### Given records ###

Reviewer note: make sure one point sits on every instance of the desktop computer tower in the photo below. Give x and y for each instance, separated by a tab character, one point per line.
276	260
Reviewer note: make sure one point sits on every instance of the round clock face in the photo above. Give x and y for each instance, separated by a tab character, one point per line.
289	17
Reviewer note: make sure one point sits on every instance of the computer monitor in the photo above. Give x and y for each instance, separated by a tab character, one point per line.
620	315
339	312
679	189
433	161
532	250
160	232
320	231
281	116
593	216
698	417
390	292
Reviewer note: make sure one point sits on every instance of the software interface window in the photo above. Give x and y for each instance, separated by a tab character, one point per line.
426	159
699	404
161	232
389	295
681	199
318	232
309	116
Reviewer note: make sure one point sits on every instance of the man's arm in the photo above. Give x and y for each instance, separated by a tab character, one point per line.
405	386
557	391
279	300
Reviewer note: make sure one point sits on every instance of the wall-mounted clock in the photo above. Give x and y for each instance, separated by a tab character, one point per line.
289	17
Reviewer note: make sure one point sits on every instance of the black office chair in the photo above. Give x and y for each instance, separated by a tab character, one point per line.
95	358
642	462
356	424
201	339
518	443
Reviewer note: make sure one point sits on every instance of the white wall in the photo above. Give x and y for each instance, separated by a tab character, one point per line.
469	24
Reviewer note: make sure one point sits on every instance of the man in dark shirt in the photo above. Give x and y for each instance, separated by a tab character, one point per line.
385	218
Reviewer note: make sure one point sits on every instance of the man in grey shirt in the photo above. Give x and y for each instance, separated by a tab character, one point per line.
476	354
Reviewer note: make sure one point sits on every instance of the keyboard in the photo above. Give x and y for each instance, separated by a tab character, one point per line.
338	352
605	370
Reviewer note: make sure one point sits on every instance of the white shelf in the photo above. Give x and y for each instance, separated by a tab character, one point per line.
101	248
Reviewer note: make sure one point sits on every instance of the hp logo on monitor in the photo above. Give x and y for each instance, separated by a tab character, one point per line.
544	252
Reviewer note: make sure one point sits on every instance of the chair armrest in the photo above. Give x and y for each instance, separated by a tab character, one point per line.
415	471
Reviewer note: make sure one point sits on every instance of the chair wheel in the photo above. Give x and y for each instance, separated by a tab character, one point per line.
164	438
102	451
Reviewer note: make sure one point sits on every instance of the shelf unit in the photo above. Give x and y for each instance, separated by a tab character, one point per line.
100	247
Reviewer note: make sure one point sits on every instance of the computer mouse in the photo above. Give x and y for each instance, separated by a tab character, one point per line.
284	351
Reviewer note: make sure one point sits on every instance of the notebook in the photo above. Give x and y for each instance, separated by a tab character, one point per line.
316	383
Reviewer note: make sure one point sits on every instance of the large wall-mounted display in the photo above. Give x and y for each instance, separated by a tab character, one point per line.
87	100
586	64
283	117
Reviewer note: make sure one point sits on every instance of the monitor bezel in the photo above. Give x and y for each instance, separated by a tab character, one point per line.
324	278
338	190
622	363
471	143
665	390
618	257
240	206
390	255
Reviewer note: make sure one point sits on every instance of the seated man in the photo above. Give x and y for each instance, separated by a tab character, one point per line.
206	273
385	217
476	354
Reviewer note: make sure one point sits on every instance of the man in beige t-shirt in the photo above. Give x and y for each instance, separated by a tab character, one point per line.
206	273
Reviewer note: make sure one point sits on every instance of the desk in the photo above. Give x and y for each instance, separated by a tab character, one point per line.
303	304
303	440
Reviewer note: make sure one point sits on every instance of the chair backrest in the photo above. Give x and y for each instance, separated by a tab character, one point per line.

###

[How to complete this task] Quote every entry exactly.

[Output of the task]
Reviewer note: make sure one point sits on every instance of the desktop computer tower in the photo below. Give x and y for each instance, separated by a tab character, one point per line.
276	260
Reviewer note: make sure one point sits on every instance of the round clock face in the photo above. Give x and y for each instance, separated by a tab character, one point per line.
289	17
Reviewer note: make sure one point sits on every instance of the computer monitor in the photo above. Give x and y for each instance, separated by a tab character, one point per line.
620	315
339	312
679	189
433	161
532	250
160	232
320	231
281	116
593	216
698	417
390	292
Reviewer note: make sure one point sits on every instance of the software interface window in the photo above. Give x and y for each instance, separated by a tab character, one point per line.
426	159
699	404
161	232
389	295
681	199
318	232
309	116
Reviewer note: make sure one point sits on every instance of the man's arm in the photo above. Give x and y for each instance, separated by a tab character, one point per line.
405	386
557	391
279	300
Reviewer note: make sure one point sits on every instance of the wall-mounted clock in the photo above. Give x and y for each instance, separated by a tab character, one point per line.
289	17
Reviewer note: make sure one point sits on every instance of the black office chair in the photo above. Give x and y for each instance, separated by a tab character, one point per line.
95	358
642	462
356	424
201	339
518	443
Reviewer note: make sure one point sits on every instance of the white wall in the photo above. Give x and y for each instance, separated by a tab character, one point per line.
469	24
Reviewer note: make sure one point sits on every instance of the man in dark shirt in the photo above. Give x and y for each instance, separated by a tab character, one point per line.
385	218
Reviewer note: make sure one point sits on every instance of the man in grey shirt in the photo above. Give x and y for each instance, separated by a tab character, one point per line.
476	354
Reviewer note: make sure one point sits on every instance of the keyboard in the photo above. Give x and y for each instance, separated by a tab character, one point per line.
338	352
605	370
Reviewer note: make sure one point sits on every instance of the white shelf in the photo above. Give x and y for each instance, separated by a tab character, one point per line.
101	248
Reviewer note: make sure one point sits on every instance of the hp logo on monitor in the photo above. Give x and y for each instance, separated by a tab character, one point per line.
544	252
Reviewer note: make sure one point sits on every instance of the chair armrest in the photo above. Give x and y for each instance, separated by a tab character, one point per line.
415	471
Reviewer note: make sure one point sits on every instance of the chair wheel in the photo above. Give x and y for each instance, separated by a tab character, one point per line.
164	438
102	451
Reviewer note: make sure one point sits on every instance of the shelf unit in the photo above. Give x and y for each instance, separated by a tab character, one point per line.
100	247
Reviewer note: make sure one point sits on every instance of the computer mouse in the photo above. Give x and y for each instance, separated by a tab character, one point per line.
284	351
Reviewer note: make sure one point sits on every instance of the notebook in the photo above. Give x and y for each instance, separated by a tab character, one point per line.
316	383
Reviewer note: make sure one point sits on every instance of the large wall-mounted display in the photo above. Give x and y for each instance, separated by a tab character, one point per line.
87	100
586	64
283	117
Reviewer note: make sure one point sits on every instance of the monitor bezel in the photo above. Give x and y for each instance, separated by a tab character, one point per line.
324	278
338	190
622	363
471	143
665	390
618	257
240	206
390	255
Reviewer note: make sure one point sits on every instance of the seated man in the photo above. Give x and y for each instance, separated by a tab character, one point per line.
206	273
385	217
476	354
Reviewer note: make sure one point sits on every instance of the man in beige t-shirt in the photo above. Give x and y for each instance, separated by a tab character, one point per line.
206	273
Reviewer note: make sure one point sits on every instance of the desk in the photo above. Give x and y for each instance, separated by a tab character, one point per line.
303	304
303	440
Reviewer note: make sure one point sits on every instance of the chair backrest in the photo above. Give x and y for each instance, separated by a tab character, one point per line.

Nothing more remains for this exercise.